▸ YOUR GOAL:
Repeat word for word the line with "Where can you see the white police" and every line after it until the records below run out.

[Data entries]
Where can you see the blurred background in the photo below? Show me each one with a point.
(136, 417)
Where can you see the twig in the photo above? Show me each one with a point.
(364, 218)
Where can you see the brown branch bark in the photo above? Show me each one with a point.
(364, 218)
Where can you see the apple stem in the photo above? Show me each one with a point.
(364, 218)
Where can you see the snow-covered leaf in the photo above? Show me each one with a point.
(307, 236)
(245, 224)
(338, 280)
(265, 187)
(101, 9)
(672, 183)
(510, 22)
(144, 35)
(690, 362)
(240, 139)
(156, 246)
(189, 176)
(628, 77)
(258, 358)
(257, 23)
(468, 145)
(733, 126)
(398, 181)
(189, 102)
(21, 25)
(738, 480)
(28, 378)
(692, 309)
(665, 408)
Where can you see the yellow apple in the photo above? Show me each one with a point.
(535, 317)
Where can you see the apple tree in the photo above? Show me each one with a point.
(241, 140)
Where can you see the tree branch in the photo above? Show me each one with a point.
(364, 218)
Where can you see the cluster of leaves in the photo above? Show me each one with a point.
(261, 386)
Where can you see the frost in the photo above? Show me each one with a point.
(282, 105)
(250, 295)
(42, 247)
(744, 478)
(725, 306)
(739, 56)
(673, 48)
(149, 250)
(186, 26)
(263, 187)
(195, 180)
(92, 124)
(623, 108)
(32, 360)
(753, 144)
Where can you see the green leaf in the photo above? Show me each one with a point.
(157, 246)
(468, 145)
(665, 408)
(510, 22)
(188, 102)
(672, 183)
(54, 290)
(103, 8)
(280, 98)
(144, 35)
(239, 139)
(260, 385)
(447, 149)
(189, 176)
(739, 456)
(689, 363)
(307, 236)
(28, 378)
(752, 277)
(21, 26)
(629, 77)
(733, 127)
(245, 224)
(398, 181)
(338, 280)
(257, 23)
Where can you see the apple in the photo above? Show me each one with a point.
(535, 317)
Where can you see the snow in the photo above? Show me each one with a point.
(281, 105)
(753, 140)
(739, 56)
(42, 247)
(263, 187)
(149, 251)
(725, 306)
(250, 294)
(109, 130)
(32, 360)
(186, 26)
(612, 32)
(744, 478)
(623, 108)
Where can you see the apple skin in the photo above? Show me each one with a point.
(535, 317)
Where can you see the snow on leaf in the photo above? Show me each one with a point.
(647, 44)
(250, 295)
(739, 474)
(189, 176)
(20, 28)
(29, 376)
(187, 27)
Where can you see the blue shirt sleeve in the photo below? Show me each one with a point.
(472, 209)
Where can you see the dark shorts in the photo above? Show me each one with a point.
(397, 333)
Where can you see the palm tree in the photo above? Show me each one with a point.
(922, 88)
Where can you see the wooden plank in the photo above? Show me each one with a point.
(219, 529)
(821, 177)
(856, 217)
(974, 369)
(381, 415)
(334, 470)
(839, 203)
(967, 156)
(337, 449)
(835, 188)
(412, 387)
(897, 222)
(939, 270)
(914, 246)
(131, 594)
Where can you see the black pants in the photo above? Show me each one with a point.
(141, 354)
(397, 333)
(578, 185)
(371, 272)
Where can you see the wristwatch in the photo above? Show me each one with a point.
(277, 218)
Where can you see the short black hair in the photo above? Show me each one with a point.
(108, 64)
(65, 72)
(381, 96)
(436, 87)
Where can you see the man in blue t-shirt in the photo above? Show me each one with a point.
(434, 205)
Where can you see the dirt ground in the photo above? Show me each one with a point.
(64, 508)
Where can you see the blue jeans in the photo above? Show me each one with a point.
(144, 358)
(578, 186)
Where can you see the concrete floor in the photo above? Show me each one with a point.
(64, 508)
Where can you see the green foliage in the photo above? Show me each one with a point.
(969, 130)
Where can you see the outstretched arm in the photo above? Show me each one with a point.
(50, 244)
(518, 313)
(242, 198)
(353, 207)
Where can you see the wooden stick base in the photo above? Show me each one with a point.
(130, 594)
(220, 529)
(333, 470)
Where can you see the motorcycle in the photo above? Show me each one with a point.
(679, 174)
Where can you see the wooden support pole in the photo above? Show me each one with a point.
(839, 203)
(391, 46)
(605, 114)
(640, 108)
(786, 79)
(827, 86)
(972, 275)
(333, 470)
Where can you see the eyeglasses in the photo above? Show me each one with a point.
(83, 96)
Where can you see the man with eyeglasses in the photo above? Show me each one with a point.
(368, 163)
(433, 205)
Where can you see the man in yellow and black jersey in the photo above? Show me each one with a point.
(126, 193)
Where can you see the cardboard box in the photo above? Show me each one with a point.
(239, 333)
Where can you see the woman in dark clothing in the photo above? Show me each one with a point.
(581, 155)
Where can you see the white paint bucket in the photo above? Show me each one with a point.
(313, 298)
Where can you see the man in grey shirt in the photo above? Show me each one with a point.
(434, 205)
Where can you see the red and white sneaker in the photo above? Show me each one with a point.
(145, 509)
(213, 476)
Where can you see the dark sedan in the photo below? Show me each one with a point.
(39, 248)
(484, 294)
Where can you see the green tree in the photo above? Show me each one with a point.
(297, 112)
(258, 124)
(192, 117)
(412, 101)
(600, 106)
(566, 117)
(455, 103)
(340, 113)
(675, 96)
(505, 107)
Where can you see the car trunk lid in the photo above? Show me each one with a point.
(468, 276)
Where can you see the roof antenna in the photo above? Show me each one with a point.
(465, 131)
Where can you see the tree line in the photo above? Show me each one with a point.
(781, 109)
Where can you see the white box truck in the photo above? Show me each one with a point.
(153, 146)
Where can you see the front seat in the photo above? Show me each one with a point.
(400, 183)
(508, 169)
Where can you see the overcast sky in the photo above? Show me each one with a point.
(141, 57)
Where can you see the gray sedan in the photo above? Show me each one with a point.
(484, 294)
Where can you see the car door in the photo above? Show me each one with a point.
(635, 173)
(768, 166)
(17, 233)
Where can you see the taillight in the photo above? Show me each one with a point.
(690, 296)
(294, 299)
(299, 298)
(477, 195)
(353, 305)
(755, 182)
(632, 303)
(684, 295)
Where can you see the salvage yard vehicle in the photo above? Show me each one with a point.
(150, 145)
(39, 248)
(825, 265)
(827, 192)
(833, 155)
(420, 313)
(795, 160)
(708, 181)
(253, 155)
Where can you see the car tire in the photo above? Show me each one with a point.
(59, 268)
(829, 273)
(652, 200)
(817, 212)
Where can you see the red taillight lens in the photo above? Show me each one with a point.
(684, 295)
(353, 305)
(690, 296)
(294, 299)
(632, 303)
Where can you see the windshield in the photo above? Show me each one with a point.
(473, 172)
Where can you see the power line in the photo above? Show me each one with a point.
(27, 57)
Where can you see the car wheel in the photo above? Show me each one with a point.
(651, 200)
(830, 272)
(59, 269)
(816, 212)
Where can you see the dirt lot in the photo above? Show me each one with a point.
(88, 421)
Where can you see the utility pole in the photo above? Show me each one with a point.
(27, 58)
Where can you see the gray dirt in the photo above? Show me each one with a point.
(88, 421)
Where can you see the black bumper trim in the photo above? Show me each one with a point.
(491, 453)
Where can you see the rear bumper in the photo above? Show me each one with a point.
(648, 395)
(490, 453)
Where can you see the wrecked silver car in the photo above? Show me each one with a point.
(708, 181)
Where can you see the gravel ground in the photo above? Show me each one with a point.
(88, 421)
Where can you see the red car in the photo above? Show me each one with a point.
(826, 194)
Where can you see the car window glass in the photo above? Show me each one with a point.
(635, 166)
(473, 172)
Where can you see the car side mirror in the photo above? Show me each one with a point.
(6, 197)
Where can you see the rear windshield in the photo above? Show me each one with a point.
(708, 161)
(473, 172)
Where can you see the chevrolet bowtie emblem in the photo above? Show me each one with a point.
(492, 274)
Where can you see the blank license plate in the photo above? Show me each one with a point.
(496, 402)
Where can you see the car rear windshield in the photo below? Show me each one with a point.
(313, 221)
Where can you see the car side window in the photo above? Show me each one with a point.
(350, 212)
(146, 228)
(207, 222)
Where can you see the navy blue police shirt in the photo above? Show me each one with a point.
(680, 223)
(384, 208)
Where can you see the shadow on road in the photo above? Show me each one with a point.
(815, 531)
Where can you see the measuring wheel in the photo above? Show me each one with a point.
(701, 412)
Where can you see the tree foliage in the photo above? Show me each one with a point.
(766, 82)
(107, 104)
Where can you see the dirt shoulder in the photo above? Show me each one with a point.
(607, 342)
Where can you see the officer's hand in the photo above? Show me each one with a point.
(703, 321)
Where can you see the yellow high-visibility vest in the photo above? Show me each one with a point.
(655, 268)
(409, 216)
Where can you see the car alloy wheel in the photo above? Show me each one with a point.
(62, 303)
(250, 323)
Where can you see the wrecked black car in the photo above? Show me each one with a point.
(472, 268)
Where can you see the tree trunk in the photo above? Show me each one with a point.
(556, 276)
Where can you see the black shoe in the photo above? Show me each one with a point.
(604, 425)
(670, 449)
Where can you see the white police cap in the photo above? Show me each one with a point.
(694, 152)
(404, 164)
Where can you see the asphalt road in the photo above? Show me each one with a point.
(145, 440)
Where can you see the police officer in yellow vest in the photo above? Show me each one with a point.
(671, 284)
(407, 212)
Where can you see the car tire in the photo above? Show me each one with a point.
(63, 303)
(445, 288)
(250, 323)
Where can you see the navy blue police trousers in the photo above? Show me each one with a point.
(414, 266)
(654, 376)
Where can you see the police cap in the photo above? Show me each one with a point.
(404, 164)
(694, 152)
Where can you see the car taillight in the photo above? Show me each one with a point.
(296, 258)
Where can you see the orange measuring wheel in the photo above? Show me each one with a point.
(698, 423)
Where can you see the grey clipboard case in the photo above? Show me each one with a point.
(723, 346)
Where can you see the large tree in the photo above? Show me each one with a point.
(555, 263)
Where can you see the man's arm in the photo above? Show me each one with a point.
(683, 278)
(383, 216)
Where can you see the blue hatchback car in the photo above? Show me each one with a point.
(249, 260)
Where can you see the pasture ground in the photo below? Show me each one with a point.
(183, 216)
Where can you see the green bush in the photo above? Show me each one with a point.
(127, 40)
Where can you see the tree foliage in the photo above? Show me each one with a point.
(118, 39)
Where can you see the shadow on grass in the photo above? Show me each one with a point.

▸ EXPECTED OUTPUT:
Where can you see the white police cap in the photo above? Show me each one with a point.
(694, 152)
(404, 164)
Where can you see the asphalt road in the photo above? Show me each one with a point.
(145, 440)
Where can you see the police officer in yellow vest in the photo above? Show me each one with a point.
(671, 284)
(407, 212)
Where can you see the car tire in the photo above? Show me each one with a point.
(63, 303)
(445, 288)
(250, 323)
Where can you see the navy blue police trousers in the photo above? Show me each one with a point.
(414, 266)
(654, 376)
Where can you see the police cap in the photo above? Show me each one with a point.
(404, 164)
(694, 152)
Where can you see the car taillight in the photo above? Show me each one with a point.
(296, 258)
Where can you see the orange measuring wheel in the photo above? Show me each one with a point.
(698, 423)
Where can you see the grey clipboard case in the photo above? Show me each one with a point.
(723, 346)
Where can you see the large tree in the photo above? Show me each one with a point.
(555, 263)
Where can you see the man's arm in the photo above? Show me each one with a point.
(683, 278)
(383, 216)
Where can you see the blue hatchback car in the photo above? Show me each one with a point.
(249, 260)
Where can you see the pasture ground in the photo below? Show me each one with a point.
(183, 216)
Where can you see the green bush in the photo above? Show me each one with a point.
(127, 40)
Where can you see the tree foliage in the photo above? Show me each one with a point.
(118, 39)
Where can you see the shadow on grass in the photo above? Show me each one with a point.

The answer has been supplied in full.